Input material Start Marker
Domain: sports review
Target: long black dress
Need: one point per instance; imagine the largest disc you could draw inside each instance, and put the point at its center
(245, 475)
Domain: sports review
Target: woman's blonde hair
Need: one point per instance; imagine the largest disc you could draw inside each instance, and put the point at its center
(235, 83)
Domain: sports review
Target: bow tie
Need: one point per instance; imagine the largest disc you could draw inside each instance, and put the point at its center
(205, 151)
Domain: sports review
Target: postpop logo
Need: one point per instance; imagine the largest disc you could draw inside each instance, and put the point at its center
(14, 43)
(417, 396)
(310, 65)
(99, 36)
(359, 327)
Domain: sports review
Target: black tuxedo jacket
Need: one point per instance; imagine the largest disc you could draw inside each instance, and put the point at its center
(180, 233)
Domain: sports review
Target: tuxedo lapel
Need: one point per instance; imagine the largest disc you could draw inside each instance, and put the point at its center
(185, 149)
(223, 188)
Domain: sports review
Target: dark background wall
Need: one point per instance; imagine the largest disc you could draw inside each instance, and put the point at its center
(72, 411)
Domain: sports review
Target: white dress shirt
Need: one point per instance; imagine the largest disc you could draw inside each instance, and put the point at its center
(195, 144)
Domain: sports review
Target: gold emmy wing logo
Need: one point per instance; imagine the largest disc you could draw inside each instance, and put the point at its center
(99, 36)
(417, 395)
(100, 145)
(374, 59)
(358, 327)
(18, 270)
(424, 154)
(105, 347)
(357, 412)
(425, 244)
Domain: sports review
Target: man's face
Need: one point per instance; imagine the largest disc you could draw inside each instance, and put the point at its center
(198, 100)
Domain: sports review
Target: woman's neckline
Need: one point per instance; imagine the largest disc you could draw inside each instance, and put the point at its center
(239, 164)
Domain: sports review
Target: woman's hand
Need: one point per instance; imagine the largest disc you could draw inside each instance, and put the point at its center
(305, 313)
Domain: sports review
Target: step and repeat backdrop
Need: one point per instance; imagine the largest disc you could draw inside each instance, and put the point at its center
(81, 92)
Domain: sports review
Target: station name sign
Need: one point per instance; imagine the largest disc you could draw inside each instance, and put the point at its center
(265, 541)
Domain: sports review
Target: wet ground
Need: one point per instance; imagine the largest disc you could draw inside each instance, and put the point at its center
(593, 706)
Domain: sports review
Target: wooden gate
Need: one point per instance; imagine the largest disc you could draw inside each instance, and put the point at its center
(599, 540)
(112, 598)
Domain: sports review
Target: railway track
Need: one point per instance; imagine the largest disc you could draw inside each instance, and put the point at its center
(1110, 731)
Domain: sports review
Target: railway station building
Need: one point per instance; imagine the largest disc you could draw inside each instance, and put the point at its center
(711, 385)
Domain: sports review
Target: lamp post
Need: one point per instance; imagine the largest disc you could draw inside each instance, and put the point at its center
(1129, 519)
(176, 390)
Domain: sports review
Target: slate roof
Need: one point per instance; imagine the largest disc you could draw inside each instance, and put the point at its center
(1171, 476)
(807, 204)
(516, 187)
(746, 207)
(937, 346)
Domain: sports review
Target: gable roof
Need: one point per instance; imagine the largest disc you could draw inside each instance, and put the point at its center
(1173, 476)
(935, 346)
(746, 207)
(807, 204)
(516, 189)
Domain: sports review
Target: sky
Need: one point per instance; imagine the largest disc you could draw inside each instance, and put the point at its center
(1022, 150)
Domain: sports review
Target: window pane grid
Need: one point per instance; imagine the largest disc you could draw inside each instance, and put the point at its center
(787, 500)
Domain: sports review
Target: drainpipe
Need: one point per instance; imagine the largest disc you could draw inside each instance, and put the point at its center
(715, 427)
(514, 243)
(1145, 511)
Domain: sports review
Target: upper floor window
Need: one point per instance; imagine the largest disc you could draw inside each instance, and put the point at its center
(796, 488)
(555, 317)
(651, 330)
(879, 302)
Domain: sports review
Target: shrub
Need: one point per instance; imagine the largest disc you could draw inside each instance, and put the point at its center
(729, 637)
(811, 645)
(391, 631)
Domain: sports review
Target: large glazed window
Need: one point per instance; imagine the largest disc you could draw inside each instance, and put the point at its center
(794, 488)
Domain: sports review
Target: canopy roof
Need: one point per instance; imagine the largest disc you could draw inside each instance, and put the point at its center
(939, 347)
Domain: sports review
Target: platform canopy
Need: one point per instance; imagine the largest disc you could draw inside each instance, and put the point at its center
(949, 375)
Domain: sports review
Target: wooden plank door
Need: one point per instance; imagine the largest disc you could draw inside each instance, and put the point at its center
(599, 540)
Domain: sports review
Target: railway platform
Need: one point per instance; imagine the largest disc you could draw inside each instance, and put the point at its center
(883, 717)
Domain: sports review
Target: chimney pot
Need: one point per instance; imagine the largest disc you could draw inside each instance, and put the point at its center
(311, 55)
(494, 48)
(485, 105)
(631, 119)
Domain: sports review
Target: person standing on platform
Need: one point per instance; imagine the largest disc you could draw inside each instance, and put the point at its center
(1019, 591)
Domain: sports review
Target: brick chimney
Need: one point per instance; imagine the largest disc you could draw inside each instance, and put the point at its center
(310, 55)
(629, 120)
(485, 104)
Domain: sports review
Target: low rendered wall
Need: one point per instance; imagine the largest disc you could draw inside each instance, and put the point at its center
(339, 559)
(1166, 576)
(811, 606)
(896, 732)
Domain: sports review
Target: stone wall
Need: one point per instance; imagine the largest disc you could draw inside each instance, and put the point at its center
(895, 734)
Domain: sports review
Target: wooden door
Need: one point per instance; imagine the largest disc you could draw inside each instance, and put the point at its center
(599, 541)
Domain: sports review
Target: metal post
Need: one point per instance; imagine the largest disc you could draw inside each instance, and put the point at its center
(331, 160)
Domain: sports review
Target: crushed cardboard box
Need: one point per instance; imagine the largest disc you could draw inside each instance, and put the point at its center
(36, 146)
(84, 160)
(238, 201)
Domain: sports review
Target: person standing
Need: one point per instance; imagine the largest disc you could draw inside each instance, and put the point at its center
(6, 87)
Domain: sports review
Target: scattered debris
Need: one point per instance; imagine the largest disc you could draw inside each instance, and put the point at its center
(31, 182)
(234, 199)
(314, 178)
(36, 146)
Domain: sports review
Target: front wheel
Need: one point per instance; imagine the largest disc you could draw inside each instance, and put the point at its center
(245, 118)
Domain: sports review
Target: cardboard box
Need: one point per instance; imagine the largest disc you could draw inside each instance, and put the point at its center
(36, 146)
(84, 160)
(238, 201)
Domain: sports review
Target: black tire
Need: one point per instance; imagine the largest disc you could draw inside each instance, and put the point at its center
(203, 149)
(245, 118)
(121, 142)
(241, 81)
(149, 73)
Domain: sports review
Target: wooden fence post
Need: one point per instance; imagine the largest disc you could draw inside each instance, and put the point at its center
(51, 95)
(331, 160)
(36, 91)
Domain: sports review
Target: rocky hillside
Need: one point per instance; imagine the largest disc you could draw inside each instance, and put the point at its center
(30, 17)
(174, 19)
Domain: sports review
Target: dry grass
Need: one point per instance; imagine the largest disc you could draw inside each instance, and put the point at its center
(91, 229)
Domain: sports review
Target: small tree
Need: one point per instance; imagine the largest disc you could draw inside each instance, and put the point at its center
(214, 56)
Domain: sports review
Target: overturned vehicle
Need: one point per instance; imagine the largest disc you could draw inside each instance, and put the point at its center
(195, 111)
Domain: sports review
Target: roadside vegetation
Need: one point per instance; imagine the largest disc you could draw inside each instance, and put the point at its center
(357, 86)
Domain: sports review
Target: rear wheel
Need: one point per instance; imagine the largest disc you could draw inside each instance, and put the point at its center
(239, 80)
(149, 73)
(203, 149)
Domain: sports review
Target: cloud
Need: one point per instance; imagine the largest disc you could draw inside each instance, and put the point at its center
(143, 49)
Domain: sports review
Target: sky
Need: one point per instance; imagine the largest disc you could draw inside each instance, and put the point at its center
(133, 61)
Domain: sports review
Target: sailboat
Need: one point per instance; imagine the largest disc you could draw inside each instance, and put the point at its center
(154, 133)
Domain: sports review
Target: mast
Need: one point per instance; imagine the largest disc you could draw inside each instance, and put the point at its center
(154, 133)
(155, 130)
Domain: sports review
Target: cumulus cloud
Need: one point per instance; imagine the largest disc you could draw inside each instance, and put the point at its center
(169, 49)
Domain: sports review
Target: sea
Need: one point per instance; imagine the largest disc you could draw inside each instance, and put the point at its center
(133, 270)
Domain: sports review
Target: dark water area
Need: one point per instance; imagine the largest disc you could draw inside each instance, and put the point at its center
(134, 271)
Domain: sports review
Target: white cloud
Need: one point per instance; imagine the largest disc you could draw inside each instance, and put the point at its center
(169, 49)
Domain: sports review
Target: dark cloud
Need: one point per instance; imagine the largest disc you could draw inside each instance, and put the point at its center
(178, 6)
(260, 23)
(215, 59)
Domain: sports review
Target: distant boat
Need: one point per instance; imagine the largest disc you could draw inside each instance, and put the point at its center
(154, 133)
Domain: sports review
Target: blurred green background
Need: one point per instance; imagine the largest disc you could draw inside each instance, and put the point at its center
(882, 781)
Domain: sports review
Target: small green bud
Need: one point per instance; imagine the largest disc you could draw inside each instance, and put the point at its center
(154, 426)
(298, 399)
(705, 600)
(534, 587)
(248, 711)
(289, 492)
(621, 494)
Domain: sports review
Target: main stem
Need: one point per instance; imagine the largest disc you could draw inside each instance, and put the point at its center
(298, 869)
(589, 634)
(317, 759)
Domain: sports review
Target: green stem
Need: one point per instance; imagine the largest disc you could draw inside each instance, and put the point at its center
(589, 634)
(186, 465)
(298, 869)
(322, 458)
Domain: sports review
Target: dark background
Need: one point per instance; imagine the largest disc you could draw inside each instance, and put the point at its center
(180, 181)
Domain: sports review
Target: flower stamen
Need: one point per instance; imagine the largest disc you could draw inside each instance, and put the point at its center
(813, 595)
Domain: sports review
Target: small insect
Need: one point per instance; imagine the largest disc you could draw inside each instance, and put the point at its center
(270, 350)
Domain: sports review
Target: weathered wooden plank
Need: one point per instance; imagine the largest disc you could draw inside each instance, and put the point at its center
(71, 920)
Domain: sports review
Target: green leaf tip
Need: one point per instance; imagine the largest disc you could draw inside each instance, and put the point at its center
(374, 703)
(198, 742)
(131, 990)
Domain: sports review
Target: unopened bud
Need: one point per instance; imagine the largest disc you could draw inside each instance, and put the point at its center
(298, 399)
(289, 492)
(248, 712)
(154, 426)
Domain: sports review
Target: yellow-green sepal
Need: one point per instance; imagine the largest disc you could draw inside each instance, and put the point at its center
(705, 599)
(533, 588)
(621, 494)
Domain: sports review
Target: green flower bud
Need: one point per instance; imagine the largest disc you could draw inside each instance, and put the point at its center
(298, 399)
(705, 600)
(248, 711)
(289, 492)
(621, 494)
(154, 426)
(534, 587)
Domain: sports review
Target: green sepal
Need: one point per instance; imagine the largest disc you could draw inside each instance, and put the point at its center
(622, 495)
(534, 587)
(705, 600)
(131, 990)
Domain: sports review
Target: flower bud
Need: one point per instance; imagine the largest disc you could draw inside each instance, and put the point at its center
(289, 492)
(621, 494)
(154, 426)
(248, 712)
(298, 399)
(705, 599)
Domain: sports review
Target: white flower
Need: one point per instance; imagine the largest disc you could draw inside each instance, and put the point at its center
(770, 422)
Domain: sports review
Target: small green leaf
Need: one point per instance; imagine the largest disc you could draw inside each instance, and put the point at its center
Input material End Marker
Could you transcribe the entries above word for word, from the line with "Target: yellow-green sepal" down to the line with "Target: green sepal", keeping both?

Target: yellow-green sepal
Need: one point per instance; imagine the largest disc you could draw inside each instance, and put the point at its center
(705, 599)
(533, 588)
(621, 494)
Domain: sports review
Target: green flower bud
Need: one point per instance; imagine the largest disc you could draw inside each instance, and put the point at its center
(298, 399)
(705, 600)
(248, 711)
(289, 492)
(621, 494)
(154, 426)
(534, 587)
Domain: sports review
Target: green sepal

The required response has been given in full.